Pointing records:

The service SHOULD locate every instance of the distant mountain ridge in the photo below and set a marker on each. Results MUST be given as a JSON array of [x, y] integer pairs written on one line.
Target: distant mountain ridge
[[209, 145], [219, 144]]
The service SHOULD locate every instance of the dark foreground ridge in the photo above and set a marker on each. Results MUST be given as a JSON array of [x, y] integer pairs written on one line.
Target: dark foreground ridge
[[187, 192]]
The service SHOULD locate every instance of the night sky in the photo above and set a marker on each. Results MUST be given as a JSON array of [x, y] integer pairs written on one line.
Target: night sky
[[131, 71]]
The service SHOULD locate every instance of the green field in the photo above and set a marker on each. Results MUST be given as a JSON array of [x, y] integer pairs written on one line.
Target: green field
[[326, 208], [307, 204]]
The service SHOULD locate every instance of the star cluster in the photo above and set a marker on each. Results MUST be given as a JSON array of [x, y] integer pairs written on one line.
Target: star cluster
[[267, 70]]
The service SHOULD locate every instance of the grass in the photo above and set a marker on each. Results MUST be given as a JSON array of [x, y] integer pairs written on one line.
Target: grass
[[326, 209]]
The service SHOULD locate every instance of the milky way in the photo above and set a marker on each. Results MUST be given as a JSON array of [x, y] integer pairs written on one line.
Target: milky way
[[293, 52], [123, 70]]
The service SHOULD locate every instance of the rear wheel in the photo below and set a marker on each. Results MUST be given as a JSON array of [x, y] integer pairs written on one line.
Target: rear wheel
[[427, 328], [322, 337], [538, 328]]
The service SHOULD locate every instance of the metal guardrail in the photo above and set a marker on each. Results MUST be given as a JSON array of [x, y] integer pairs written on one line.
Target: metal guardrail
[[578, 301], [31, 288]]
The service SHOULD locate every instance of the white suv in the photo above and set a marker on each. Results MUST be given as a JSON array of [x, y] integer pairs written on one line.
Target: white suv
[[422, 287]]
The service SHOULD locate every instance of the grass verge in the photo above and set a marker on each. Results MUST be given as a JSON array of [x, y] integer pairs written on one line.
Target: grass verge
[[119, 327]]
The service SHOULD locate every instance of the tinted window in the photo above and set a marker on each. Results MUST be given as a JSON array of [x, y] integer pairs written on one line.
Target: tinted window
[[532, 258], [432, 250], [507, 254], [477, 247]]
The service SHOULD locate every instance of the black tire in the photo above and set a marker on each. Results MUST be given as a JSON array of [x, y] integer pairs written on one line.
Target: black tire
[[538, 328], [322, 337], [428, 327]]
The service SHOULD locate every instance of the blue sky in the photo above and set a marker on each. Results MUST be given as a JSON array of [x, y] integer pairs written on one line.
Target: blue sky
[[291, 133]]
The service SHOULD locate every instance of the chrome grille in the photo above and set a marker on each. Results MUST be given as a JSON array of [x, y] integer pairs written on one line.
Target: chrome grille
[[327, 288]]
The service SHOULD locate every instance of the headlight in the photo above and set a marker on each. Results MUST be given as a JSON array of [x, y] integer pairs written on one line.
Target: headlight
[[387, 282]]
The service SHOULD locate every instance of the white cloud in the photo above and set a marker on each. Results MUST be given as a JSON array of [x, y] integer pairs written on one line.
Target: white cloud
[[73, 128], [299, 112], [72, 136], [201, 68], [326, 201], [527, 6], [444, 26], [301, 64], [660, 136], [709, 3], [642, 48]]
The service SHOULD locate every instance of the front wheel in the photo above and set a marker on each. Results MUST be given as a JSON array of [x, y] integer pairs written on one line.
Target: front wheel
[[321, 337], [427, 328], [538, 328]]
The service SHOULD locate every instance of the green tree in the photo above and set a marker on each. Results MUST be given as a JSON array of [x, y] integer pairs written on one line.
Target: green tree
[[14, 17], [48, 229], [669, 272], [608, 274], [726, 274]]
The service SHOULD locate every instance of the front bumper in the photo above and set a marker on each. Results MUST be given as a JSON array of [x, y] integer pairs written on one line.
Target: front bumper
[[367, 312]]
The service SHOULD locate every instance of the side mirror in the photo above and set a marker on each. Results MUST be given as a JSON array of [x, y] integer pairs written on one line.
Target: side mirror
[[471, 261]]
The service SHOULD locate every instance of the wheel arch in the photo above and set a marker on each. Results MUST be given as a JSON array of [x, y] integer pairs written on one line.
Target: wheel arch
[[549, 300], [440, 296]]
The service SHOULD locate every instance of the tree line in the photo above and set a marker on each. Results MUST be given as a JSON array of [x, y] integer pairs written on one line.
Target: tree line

■ **EXERCISE PROMPT**: Reproduce all the rows above, swapping "marker" for "pin" wherever it occurs and leaving everything else untouched.

■ **EXERCISE OUTPUT**:
The service SHOULD locate every instance of the distant mountain ridge in the photo below and set a pin on each. Results MUST be given as a JSON array of [x, y] integer pairs written on one line.
Target: distant mountain ridge
[[209, 145], [219, 144]]
The service SHOULD locate every instance of the dark foreground ridge in the photo above and set a pin on each. Results MUST be given as a JSON array of [x, y] integer pairs written on one line.
Target: dark foreground ridge
[[187, 192]]
The service SHOULD locate every instance of the night sky in the photo above and set a pin on each. Results MUST be given as a JSON array of [x, y] integer pairs written on one line.
Target: night sky
[[131, 71]]
The service SHOULD locate every instance of the green field in the photo above and set a pin on each. Results MUST be given as a JSON array of [x, y] integer pairs written on one line.
Target: green field
[[326, 208], [307, 204]]
The service SHOULD locate every instance of the star cluster in the photo above and set a pin on each. Results MUST be given as a JSON array of [x, y] integer pairs written on one line.
Target: star cluster
[[267, 70]]
The service SHOULD locate every instance of the grass in the photo above and set a pin on each. Results MUST be given as a JSON array of [x, y] integer pairs written on one line.
Target: grass
[[326, 209]]
The service SHOULD locate every instance of the milky way in the photo above and set a pin on each. Results MUST be given as a JSON array of [x, y] integer pairs written on one line.
Target: milky way
[[293, 52], [123, 70]]
The service SHOULD locate every instance of the rear wheel in the photo below and set a pin on each. Results MUST be given as a JSON array of [x, y] integer pairs written on one line.
Target: rear wheel
[[427, 328], [322, 337], [538, 328]]
The service SHOULD locate every instance of the metal guardrail in the photo above and set a pin on each. Results MUST be given as a JSON array of [x, y] integer pairs written on one line.
Target: metal guardrail
[[578, 301], [31, 288]]
The service SHOULD locate every instance of the white suv in the photo above and set a pin on each. Results MUST be given as a JSON array of [x, y] integer pairs written on one line.
Target: white suv
[[422, 287]]
The service SHOULD locate every instance of the grass verge in the photo above and set a pin on each. Results MUST be given as a JSON array of [x, y] integer pairs written on one line.
Target: grass verge
[[119, 327]]
The service SHOULD locate every instance of the tinted window in the photo above and set a pin on each. Results MUST be given as a JSON array of [x, y] integer pairs written on one line.
Target: tinted window
[[532, 258], [432, 250], [507, 254], [477, 247]]
The service SHOULD locate every instance of the black tire in the photo above and set a pin on each. Results MUST be given as a JSON array of [x, y] integer pairs written on one line.
Target: black tire
[[538, 328], [322, 337], [428, 327]]
The service SHOULD locate every instance of the blue sky in the photo above and set a pin on each. Results MUST be given as a JSON array of [x, y] integer pairs written on one line.
Target: blue sky
[[291, 133]]
The service SHOULD locate every instance of the chrome grille in the photo above and set a pin on each. Results MUST be given as a JSON array of [x, y] integer pairs written on one line.
Target: chrome grille
[[327, 288]]
The service SHOULD locate every instance of the headlight in the photo above and set a pin on each. Results MUST be given as a JSON array of [x, y] integer pairs written on one line.
Target: headlight
[[387, 282]]
The service SHOULD locate every instance of the white cloud in the photo above and set a pin on each. Results MUST be given as a JSON array of [x, y] integer pairs written on one line.
Target: white cloud
[[73, 128], [299, 112], [72, 136], [201, 68], [326, 201], [527, 6], [444, 26], [301, 64], [660, 136], [709, 3], [642, 48]]
The service SHOULD locate every instance of the front wheel in the photo above and set a pin on each. Results MUST be given as a JSON array of [x, y] integer pairs written on one line.
Target: front wheel
[[321, 337], [427, 328], [538, 328]]
The service SHOULD locate every instance of the green tree in the photo above and set a pin on each. Results MUST be given as a JSON array of [x, y] integer pairs written on one line.
Target: green tree
[[14, 17], [48, 229], [669, 272], [608, 274], [726, 274]]
The service SHOULD locate every instance of the front bumper in the photo above and set a pin on each. Results MUST be given as a JSON array of [x, y] integer pairs written on one line.
Target: front bumper
[[367, 312]]
The service SHOULD locate every instance of the side mirror in the photo above and set a pin on each. Results MUST be given as a JSON array of [x, y] integer pairs written on one line.
Target: side mirror
[[471, 261]]
The service SHOULD locate every instance of the wheel arch in the photo above and set a pin on each. Results MUST be given as a JSON array of [x, y] integer pairs written on one line.
Target: wheel arch
[[549, 300], [440, 296]]
The service SHOULD locate every instance of the tree line in the photo above and set a pin on each. Results MUST be given as a JSON array of [x, y] integer pairs written on one line.
Target: tree line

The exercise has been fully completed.